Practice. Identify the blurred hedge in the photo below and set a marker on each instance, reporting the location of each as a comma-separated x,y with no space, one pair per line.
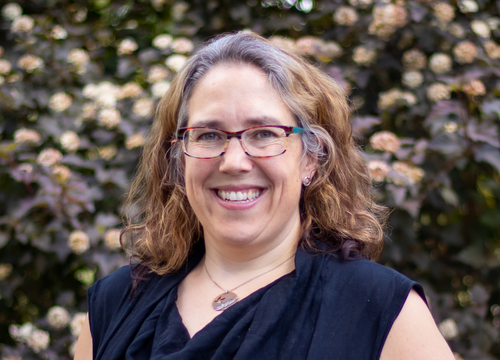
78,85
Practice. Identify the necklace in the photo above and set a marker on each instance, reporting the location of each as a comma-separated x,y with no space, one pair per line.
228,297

=======

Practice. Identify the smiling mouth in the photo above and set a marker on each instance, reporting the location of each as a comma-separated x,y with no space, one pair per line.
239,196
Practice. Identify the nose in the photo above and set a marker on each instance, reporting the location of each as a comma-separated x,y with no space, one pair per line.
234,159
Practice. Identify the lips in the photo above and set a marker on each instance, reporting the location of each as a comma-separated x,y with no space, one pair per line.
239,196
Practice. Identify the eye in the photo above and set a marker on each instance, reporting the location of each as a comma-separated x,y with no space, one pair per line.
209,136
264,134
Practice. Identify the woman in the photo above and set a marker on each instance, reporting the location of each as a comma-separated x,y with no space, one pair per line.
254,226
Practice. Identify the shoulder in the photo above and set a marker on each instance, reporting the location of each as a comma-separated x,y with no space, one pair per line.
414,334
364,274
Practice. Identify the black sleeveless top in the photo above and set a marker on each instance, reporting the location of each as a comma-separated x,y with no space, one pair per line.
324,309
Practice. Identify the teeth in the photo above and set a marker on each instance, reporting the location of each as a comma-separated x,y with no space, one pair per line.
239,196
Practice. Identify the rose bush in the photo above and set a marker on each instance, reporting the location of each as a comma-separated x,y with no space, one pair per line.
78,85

=======

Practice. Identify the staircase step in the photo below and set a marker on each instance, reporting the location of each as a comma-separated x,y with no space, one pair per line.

=======

GOAL:
Return every line of the entries above that contains the word "sleeveless", copying each such line in full.

ANSWER BELOW:
Practice. Identify the black sleeveless top in the photo above and set a marker on each instance, reporting the location of each as a comma-separated x,y with no space, one pair per line.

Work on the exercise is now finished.